Exercise directions — All lines from the one containing "Run detection for: green leaf" to the end of the entries below should be output exactly as they appear. No other lines should be output.

Extracted data entries —
▼

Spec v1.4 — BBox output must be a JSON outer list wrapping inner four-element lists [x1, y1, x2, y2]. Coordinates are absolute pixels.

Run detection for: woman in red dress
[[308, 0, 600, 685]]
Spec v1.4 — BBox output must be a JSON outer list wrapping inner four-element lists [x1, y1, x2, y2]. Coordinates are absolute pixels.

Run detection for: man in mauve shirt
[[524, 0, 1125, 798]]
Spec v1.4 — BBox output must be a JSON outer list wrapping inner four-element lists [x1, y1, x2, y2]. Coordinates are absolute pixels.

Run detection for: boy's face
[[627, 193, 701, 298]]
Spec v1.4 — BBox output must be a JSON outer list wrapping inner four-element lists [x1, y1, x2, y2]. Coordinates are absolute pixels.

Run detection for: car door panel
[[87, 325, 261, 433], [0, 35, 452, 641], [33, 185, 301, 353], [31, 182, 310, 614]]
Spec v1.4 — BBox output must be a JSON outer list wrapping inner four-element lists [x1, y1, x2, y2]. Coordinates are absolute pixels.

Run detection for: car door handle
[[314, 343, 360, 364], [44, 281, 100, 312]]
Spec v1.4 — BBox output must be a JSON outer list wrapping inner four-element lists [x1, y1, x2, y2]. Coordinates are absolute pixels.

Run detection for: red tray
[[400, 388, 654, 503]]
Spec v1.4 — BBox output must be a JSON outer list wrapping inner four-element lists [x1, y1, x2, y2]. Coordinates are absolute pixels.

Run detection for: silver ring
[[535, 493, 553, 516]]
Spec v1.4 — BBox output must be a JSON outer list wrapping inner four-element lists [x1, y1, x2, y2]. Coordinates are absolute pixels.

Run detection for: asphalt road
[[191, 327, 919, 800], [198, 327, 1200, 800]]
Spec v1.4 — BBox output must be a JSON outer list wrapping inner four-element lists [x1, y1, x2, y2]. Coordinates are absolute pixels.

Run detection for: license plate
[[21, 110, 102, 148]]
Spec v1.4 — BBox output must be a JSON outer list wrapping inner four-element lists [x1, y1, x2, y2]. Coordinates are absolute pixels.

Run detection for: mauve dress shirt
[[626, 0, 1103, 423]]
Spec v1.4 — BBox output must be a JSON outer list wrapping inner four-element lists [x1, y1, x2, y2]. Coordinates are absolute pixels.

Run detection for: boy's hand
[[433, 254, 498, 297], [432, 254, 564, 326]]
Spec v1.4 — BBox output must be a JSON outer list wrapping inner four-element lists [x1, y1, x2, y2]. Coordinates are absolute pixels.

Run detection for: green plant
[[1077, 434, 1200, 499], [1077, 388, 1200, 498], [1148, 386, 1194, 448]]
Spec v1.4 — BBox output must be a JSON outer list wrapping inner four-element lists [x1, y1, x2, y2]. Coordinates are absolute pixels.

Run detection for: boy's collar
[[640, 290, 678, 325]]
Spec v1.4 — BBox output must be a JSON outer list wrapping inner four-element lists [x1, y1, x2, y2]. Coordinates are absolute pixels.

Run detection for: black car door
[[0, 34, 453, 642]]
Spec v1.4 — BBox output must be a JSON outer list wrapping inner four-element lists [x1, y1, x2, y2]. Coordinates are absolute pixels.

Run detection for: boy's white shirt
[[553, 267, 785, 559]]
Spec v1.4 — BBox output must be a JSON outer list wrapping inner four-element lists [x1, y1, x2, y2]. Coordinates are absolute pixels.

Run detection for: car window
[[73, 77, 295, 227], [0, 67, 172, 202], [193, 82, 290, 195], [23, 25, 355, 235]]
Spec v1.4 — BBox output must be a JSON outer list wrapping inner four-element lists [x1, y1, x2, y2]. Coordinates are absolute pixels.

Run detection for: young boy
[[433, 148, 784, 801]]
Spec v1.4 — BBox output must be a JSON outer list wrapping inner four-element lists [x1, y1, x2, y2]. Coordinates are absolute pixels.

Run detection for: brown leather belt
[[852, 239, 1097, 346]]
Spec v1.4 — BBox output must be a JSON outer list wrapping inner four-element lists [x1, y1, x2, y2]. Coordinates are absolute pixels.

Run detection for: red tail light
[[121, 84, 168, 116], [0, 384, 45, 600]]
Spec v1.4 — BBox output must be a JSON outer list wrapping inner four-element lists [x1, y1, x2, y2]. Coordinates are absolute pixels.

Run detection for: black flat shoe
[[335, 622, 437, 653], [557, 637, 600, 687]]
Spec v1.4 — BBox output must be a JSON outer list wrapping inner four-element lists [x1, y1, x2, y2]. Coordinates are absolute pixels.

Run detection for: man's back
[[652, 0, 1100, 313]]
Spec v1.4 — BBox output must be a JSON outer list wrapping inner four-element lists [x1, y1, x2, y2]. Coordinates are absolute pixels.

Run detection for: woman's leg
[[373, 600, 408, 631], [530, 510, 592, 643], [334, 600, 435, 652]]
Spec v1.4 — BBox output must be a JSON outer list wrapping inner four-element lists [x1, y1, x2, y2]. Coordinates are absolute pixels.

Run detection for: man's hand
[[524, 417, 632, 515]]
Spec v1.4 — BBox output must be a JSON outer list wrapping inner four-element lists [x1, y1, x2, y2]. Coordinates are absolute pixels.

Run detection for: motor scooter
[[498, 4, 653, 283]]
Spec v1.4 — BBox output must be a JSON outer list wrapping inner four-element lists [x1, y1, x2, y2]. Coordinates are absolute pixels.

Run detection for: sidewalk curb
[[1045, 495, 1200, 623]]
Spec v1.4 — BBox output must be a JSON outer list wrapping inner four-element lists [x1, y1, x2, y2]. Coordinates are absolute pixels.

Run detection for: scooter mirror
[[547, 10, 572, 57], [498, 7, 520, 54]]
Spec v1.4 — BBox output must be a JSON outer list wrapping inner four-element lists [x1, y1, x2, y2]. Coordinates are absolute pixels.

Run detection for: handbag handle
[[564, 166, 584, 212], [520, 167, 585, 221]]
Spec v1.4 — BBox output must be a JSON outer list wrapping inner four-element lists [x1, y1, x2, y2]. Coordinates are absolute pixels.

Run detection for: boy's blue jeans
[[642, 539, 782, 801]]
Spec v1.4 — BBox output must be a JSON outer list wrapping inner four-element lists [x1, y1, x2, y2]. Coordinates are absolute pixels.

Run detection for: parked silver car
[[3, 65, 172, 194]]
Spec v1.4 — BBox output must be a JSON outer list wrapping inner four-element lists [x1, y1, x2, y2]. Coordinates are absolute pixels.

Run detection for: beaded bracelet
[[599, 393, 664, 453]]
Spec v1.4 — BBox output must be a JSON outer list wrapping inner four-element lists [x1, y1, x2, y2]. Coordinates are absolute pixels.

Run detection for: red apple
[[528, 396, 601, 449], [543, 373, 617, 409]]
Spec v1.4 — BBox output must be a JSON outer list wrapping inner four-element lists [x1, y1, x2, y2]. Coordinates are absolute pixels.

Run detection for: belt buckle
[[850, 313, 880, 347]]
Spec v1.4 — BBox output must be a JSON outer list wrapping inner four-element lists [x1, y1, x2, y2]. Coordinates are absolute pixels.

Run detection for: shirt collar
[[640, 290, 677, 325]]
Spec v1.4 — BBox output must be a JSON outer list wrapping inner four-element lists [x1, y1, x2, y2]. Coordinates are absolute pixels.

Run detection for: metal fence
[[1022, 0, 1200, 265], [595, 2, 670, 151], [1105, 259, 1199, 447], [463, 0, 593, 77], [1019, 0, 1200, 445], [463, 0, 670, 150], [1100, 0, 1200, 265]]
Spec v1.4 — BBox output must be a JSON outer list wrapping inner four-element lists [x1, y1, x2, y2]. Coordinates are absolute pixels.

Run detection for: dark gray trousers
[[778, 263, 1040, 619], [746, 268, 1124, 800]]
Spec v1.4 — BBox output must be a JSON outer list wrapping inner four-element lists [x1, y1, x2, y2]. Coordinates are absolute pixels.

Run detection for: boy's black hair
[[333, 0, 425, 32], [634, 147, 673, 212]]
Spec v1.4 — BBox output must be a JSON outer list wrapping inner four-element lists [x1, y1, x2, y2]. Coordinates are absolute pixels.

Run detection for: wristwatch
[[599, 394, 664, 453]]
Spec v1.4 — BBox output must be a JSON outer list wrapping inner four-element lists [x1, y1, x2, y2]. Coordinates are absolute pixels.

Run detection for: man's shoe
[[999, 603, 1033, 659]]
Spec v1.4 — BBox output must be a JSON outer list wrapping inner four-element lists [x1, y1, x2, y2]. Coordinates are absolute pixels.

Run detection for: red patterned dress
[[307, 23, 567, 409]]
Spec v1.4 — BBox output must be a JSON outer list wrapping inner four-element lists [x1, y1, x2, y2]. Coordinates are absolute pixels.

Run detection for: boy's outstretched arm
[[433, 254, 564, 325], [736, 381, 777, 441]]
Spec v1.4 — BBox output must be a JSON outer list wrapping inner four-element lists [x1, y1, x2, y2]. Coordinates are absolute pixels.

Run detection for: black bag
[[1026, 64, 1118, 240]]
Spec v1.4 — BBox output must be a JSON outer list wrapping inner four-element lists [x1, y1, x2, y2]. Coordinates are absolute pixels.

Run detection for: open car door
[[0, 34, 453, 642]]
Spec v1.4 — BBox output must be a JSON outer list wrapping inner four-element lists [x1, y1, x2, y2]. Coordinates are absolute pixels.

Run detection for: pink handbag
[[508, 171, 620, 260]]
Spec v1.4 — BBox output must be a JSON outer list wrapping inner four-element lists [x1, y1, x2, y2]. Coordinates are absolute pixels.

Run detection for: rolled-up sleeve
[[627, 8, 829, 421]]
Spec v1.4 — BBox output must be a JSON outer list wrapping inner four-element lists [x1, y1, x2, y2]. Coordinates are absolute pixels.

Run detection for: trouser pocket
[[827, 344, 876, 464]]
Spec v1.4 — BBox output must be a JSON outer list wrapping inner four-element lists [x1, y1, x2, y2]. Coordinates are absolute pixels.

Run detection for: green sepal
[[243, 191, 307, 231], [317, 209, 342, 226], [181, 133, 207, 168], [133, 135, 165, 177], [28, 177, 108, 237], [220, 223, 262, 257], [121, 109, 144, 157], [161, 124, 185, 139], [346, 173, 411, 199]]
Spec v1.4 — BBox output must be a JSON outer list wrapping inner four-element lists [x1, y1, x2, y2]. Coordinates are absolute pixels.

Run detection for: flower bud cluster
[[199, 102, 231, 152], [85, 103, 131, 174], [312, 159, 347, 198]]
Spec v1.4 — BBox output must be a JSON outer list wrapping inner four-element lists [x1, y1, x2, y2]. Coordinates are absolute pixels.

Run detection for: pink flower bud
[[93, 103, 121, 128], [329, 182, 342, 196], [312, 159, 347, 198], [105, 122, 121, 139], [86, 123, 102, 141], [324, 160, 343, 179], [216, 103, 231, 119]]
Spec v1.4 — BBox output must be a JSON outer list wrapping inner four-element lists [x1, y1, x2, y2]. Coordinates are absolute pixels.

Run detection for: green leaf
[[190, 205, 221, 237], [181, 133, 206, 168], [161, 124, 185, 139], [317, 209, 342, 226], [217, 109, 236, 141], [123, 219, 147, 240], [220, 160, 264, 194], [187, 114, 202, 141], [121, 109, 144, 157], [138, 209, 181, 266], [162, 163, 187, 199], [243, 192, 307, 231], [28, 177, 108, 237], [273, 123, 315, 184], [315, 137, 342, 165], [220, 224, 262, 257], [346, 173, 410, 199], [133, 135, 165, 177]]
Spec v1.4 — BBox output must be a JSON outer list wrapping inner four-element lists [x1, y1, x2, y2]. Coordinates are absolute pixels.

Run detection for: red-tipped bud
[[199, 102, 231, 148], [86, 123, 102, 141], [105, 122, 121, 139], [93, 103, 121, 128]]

▲

Completed task —
Run detection for: green leaf
[[190, 205, 221, 237], [181, 133, 206, 168], [161, 124, 185, 139], [317, 209, 342, 226], [217, 109, 236, 141], [123, 219, 147, 240], [220, 160, 264, 194], [187, 114, 202, 141], [121, 109, 144, 157], [138, 209, 181, 266], [162, 163, 187, 199], [243, 192, 307, 231], [28, 177, 108, 237], [273, 123, 315, 184], [315, 137, 342, 165], [220, 224, 262, 257], [346, 173, 410, 199], [133, 135, 165, 177]]
Spec v1.4 — BBox output must be a JSON outer list wrapping inner four-element lists [x1, y1, x2, y2]. Coordinates are absolute pixels.

Run detection for: red-tipped bud
[[199, 102, 231, 148], [86, 123, 102, 141], [105, 122, 121, 139], [93, 103, 121, 128]]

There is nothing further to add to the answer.